◆ **Required work**
Using the entries below, transcribe exactly the line containing "the white headband" and each line that follows it to the end.

--*--

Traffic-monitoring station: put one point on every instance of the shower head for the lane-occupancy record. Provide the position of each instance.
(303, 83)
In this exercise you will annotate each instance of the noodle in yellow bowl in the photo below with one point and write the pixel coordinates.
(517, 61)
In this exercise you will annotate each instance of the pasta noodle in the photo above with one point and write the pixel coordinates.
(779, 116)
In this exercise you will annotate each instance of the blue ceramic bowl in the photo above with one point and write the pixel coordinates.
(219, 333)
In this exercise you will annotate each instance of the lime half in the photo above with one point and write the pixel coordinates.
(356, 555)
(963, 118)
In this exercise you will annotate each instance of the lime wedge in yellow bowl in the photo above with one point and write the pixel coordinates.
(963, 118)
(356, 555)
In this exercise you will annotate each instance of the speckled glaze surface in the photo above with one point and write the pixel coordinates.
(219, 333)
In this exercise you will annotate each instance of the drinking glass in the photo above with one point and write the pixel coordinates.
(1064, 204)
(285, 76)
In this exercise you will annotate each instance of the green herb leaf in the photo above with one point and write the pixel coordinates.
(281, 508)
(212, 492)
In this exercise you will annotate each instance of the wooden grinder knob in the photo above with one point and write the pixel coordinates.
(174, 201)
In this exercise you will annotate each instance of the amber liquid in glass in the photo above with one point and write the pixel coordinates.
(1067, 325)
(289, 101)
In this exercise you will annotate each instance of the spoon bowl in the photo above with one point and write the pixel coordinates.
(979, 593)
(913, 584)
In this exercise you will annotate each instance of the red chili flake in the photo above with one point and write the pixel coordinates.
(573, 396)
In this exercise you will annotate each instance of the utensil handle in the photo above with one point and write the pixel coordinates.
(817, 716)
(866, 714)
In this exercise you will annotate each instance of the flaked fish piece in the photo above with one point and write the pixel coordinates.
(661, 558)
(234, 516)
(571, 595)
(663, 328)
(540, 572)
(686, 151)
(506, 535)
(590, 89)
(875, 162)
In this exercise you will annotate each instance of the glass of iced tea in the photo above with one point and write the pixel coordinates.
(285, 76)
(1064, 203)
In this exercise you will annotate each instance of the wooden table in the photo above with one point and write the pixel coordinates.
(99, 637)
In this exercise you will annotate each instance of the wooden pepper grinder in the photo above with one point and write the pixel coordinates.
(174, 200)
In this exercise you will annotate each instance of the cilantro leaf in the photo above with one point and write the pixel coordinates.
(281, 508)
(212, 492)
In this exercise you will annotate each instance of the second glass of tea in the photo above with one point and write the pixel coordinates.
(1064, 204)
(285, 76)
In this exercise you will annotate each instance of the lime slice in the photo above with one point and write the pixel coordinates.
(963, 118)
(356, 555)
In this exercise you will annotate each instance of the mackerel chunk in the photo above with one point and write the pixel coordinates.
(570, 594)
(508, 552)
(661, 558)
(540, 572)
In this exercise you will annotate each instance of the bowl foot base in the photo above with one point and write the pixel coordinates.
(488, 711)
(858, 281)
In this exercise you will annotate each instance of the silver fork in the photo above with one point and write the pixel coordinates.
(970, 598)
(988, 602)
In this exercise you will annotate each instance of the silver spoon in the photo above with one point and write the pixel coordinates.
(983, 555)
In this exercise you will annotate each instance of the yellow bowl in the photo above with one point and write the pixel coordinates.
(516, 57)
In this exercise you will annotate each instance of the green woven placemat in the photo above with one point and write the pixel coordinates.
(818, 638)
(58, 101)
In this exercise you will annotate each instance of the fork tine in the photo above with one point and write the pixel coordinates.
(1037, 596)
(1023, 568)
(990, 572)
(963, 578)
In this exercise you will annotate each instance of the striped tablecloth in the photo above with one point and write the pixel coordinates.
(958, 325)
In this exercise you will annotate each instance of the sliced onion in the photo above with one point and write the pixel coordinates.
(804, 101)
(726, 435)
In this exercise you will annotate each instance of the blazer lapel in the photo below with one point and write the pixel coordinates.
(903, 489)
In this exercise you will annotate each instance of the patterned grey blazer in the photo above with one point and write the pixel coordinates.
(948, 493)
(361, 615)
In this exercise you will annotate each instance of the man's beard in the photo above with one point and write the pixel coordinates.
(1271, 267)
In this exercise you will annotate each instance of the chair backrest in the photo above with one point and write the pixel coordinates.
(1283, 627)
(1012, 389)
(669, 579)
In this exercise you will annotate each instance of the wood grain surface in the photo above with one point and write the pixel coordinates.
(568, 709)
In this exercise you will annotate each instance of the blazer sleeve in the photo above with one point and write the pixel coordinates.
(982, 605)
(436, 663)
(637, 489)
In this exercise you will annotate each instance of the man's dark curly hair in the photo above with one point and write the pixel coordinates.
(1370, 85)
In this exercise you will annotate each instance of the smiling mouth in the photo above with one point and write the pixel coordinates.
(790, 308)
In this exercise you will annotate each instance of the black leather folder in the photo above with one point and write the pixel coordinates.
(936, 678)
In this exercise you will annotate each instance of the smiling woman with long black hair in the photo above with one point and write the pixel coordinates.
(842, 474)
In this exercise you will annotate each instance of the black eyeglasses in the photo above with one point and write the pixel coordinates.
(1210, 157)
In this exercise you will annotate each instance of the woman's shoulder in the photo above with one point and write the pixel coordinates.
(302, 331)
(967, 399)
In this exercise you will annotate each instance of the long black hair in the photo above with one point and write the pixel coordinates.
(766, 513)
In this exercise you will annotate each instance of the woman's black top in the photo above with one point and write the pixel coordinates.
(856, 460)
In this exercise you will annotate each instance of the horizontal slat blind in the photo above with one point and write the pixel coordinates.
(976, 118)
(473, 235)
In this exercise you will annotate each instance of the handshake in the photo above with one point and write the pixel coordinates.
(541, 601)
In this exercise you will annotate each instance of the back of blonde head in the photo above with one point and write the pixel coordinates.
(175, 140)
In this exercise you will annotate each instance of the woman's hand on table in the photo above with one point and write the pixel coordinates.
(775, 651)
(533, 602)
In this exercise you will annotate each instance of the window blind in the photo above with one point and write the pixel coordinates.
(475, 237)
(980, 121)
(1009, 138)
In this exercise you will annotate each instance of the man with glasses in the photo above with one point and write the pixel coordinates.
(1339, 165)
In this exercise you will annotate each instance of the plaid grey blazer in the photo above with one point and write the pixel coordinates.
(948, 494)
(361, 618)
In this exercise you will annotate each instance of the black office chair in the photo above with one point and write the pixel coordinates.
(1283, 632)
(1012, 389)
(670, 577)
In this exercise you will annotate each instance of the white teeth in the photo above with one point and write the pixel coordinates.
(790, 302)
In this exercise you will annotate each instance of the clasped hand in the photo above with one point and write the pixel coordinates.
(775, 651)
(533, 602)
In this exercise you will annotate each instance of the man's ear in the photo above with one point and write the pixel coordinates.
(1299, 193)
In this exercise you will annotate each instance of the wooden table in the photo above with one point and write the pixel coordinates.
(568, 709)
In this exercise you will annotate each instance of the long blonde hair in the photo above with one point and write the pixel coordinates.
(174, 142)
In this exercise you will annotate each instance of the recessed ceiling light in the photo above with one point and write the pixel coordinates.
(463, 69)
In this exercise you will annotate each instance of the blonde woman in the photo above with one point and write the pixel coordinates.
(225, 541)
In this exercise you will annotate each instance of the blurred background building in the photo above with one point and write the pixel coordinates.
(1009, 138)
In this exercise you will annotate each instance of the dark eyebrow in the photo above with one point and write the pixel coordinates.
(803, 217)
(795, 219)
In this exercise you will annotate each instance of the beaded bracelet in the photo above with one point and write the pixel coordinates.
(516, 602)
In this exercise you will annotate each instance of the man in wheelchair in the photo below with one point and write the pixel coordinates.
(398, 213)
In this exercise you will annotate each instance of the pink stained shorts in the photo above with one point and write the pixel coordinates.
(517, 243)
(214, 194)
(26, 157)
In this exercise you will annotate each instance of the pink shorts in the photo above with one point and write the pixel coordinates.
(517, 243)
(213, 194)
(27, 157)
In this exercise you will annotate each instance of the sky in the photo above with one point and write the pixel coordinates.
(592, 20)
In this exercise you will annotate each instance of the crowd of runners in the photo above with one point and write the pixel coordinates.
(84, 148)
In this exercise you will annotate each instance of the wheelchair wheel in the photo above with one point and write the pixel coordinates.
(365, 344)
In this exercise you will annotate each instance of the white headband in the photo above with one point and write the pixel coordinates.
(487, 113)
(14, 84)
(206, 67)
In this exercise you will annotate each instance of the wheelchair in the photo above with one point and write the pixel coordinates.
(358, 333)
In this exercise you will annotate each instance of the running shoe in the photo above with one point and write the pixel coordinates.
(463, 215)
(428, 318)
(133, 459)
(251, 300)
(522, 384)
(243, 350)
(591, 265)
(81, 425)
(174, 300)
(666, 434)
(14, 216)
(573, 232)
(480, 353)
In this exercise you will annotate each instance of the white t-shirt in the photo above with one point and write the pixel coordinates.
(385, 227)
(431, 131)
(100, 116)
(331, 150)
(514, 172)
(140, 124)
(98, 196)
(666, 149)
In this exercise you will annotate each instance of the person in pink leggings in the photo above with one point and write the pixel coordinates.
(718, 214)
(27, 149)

--*--

◆ **Task response**
In this exercise you will annotate each instance of the white headband in the photo above with one point and write the pixel coordinates.
(487, 113)
(14, 84)
(206, 67)
In this exercise you will annotate each instance of the wheelchair in the photo above with one point and write the pixel coordinates.
(358, 333)
In this exercise you will annotate each instance of the running shoe in the photo above with one point and write the pixel coordinates.
(463, 215)
(428, 318)
(133, 459)
(251, 300)
(522, 384)
(243, 350)
(591, 265)
(81, 425)
(174, 300)
(666, 434)
(14, 216)
(573, 232)
(480, 353)
In this exercise you will annotate each instance of the white t-shirt in the photo above with one point and write the pixel coordinates.
(385, 227)
(431, 131)
(100, 116)
(331, 150)
(514, 172)
(140, 124)
(98, 196)
(666, 149)
In this exercise you will annotate each instance of the person in pink leggings in the photo above with one point and write the pixel coordinates.
(718, 214)
(27, 149)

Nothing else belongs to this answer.